* Assignment 1
Answer these from the blog post about the novel Severance:
(a) At what age did the young woman come to the U.S.?
(b) What does her boyfriend announce in one of the novel's first scenes?
(c) What causes the apocalypse that actually happens in the novel?
* Assignment 2
In the blog post about the novel Severance, list every store or restaurant chain named in the boyfriend's monologue about the future.
* Assignment 3
In the blog post about the novel Severance, write out word for word everything from "What I’m trying" down to "about . . . severance.".

Manhattan skyline, NYC under dark clouds

Happy Valentine’s Day!! Today is the day when we get closer to our loved ones, share our most special bonds, and rejoice in love, romance, and companionship! So snuggle up to your . . .

What’s that? You don’t have a special someone to snuggle up to?

Well then, snuggle up to your heritage. Or your friends. Or your family. Or your religion. Or your favorite modern city with all its modern culture. Or the handful of people who are still alive—and also not undead—after that recent apocalyptic event. Or endure being alone, because even those people have rejected you, and they’re all jerks or toadies anyway. . . .

In last Wednesday’s blog post, I described the novel Severance, by Ling Ma, as “a fun, fast-paced book.” It is that, very truly. But it’s also artfully and intricately constructed. It’s one of those special books that has easy-to-read sentences, but complex larger themes. It’s like watching Simone Biles make a triple double look easy. All of Ma’s chapters are perfectly landed. As the reader gets deeper and deeper into the novel, more pieces of the puzzle become available, and all of this leads to an astounding picture by the end of the book.

What I’m trying to say is, this book may seem like a simple apocalyptic story . . . but it’s so much more than that. It’s a novel called Severance, and it’s about . . . severance.

The novel is about a young woman of Chinese heritage, living in New York City and entering the workforce. As the novel begins, she is severed from other people in so many ways—as many of us moderns unfortunately are. As an immigrant from a country on the opposite side of the world, and having come to the U.S. at the young age of 6, she is severed from her cultural heritage. She is severed from her extended family, who live in China. She is severed from her parents when she moves to NYC and when they pass away. Modern culture, especially in a big city, encourages a severance from others. And neither is her office job conducive to human closeness. Bibles feature prominently in this novel, but she has no religion.

And then, in one of the first scenes of the novel, the young woman’s boyfriend announces that he is leaving the city. He knows that she will want to stay, and he is right. So she is severed from her single close bond.

And this event is caused by the severance implicit in the fear of death and destruction. Even before the novel’s apocalyptic events occur, the boyfriend fears an apocalypse:

“He said he could see clearly now, could see the future. The future is more exponentially exploding rents. The future is more condo buildings, more luxury housing bought by shell companies of the global wealthy elite. The future is more Whole Foods, aisles of refrigerated cut fruit packaged in plastic containers. The future is more Urban Outfitters, more Sephoras, more Chipotles. The future just wants more consumers. The future is more newly arrived college grads and tourists in some fruitless search for authenticity. . . . Manhattan is sinking. . . . literally and figuratively.” (This last bit, as Ma makes clear, is a reference to global warming.)

So here we have, encapsulated in one young man’s monologue, all our modern fears, all our modern severance from authentic love for each other, ourselves, and our Earth.

The irony is that, in the novel, none of this comes to pass. A different kind of apocalypse ensues—one caused by disease. And the protagonist must endure many more kinds of severance, all the way up to the novel’s dramatic and profound and perfectly landed ending.

Do you feel severed from authenticity?

Hug a loved one today. Or text a friend a photo of flowers. Or smile at a random person in the check-out lane. Good news: the apocalypse is not yet here! This blog post is my Valentine to you. Will you be mine?

* Provided material

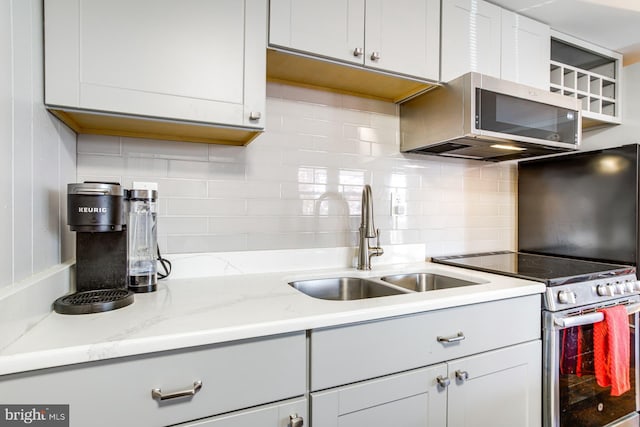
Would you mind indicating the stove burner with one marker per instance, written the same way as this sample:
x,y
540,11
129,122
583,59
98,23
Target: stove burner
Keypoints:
x,y
570,282
553,271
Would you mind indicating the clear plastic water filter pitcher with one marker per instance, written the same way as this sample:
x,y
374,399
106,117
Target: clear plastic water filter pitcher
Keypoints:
x,y
142,239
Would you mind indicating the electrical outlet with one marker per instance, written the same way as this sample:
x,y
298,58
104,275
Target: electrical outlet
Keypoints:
x,y
398,205
137,185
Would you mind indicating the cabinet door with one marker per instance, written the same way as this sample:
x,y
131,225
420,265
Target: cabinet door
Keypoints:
x,y
500,388
167,59
411,399
403,37
330,28
470,38
525,50
275,415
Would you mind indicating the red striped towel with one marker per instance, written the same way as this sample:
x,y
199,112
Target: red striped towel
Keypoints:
x,y
611,350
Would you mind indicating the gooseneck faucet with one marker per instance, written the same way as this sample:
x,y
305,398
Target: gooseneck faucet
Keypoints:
x,y
367,231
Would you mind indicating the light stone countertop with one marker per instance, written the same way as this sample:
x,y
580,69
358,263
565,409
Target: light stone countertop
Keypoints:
x,y
187,312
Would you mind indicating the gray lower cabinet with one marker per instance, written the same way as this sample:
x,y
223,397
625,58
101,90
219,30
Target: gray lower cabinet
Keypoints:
x,y
409,399
290,413
170,387
468,366
500,388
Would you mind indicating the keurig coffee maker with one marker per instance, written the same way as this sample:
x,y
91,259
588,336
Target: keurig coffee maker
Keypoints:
x,y
96,213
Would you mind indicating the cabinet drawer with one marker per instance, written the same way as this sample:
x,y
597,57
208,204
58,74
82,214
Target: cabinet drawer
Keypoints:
x,y
408,399
356,352
275,415
119,392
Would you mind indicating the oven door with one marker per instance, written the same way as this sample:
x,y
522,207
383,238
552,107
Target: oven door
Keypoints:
x,y
572,396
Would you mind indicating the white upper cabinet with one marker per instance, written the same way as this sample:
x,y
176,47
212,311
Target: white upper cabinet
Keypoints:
x,y
471,38
403,37
481,37
195,61
330,28
525,50
399,37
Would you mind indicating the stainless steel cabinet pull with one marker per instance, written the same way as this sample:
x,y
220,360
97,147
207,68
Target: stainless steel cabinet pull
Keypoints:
x,y
295,421
458,337
443,381
462,375
157,394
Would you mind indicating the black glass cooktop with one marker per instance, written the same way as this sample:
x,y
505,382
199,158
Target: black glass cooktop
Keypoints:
x,y
541,268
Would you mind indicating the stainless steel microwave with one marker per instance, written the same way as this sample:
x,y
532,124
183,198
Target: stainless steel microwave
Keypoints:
x,y
481,117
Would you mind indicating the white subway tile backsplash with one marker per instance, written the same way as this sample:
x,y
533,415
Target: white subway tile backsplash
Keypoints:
x,y
206,243
299,184
139,147
99,144
205,207
170,225
205,170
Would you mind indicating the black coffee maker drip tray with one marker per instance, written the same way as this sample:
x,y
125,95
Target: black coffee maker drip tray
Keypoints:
x,y
95,301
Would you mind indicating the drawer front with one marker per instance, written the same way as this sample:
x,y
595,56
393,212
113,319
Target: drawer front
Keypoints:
x,y
280,414
119,392
357,352
408,399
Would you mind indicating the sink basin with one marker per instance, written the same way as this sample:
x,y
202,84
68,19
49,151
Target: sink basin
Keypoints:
x,y
344,288
422,282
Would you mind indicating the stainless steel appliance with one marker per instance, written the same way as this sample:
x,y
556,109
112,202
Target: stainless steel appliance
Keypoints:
x,y
96,213
481,117
583,205
576,290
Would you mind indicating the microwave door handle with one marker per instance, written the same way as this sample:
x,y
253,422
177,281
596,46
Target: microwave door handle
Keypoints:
x,y
583,319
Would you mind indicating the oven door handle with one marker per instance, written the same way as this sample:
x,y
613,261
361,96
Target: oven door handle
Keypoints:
x,y
590,318
583,319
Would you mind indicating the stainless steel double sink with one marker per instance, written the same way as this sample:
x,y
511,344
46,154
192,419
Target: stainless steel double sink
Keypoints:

* Exercise solution 1
(a) At age 6.
(b) He is leaving the city.
(c) Disease.

* Exercise solution 2
Whole Foods
Urban Outfitters
Sephoras
Chipotles

* Exercise solution 3
What I’m trying to say is, this book may seem like a simple apocalyptic story . . . but it’s so much more than that. It’s a novel called Severance, and it’s about . . . severance.